WRITTEN EXERCISE 1
Reproduce the listing from the line containing "Where can the black paddle" through its final line, raising both coordinates of every answer point by 47. Leave each request unchanged, including the sample point in its stated format.

Object Pooling

Enables the creation of object pools, which make it less computationally expensive to fetch a new object. Currently the only supported pooled objects are 'DBI' connections.


Travis-CI Build Status AppVeyor Build Status CRAN_Status_Badge

The goal of the pool package is to abstract away the logic of connection management and the performance cost of fetching a new connection from a remote database. These concerns are especially prominent in interactive contexts, like Shiny apps (which connect to a remote database) or even at the R console. So, while this package is of most practical value to Shiny developers, there is no harm if it is used in other contexts. Since pool integrates with both DBI and dplyr, there are very few things that will be new to you, if you're already using either of those packages. Essentially, you shouldn't feel the difference, with the exception of creating and closing a Pool object (as opposed to connecting and disconnecting a DBIConnection object).

Usage

Here’s a simple example of using a pool within a Shiny app (feel free to try it yourself):

library(shiny)
library(dplyr)
library(pool)
 
pool <- dbPool(
  drv = RMySQL::MySQL(),
  dbname = "shinydemo",
  host = "shiny-demo.csa7qlmguqrf.us-east-1.rds.amazonaws.com",
  username = "guest",
  password = "guest"
)
onStop(function() {
  poolClose(pool)
})
 
ui <- fluidPage(
  textInput("ID", "Enter your ID:", "5"),
  tableOutput("tbl"),
  numericInput("nrows", "How many cities to show?", 10),
  plotOutput("popPlot")

Data entries
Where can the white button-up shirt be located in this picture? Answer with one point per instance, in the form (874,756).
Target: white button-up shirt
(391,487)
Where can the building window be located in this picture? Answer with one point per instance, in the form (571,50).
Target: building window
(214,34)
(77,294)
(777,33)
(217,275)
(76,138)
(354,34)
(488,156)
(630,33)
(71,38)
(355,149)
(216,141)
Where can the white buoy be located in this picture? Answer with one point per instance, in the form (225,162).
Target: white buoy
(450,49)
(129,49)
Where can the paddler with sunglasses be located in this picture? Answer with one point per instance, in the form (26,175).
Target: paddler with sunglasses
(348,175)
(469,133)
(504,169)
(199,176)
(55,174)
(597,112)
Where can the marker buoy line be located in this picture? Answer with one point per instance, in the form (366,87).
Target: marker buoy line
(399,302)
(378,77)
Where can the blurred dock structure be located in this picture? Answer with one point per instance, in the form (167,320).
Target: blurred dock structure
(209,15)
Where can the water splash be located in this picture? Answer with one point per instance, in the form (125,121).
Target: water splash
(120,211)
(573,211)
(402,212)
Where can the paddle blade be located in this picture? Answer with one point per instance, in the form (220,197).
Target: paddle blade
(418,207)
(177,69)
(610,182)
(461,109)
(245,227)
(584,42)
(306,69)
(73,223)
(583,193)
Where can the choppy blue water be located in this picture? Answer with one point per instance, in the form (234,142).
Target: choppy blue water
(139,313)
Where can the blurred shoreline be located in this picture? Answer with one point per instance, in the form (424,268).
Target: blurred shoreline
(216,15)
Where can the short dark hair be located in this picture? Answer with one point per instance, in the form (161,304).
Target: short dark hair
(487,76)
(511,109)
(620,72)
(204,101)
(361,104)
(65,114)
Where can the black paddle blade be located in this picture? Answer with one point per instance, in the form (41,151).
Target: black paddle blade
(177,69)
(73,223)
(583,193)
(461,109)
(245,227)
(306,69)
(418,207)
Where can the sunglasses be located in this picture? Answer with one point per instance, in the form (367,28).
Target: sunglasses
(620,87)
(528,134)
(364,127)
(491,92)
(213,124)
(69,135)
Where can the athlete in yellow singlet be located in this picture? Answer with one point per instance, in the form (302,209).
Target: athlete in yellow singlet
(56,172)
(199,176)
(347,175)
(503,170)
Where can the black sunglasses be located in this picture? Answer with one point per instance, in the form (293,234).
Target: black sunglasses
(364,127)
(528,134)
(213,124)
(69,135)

WRITTEN EXERCISE 2
Set down the passage of the object pooling page from "library(shiny)" to "poolClose(pool)" word for word.

FINAL ANSWER 1
Where can the black paddle blade be located in this picture? Answer with one point per instance, in the form (41,151).
Target: black paddle blade
(224,116)
(120,270)
(630,240)
(508,156)
(292,274)
(353,116)
(465,254)
Where can the sunglasses be located in this picture? Answer with one point per instance, in the form (367,28).
Target: sunglasses
(667,134)
(575,181)
(411,174)
(538,139)
(260,171)
(116,182)
Where can the athlete in yellow singlet be located in this picture? Answer with one point per instance, in the form (302,209).
Target: athlete in yellow singlet
(103,219)
(246,223)
(394,222)
(550,217)
Where can the black sunglasses be located in this picture? Answer with one point per instance, in the form (293,234).
Target: black sunglasses
(411,174)
(575,181)
(260,171)
(116,182)

FINAL ANSWER 2
library(shiny)
library(dplyr)
library(pool)
 
pool <- dbPool(
  drv = RMySQL::MySQL(),
  dbname = "shinydemo",
  host = "shiny-demo.csa7qlmguqrf.us-east-1.rds.amazonaws.com",
  username = "guest",
  password = "guest"
)
onStop(function() {
  poolClose(pool)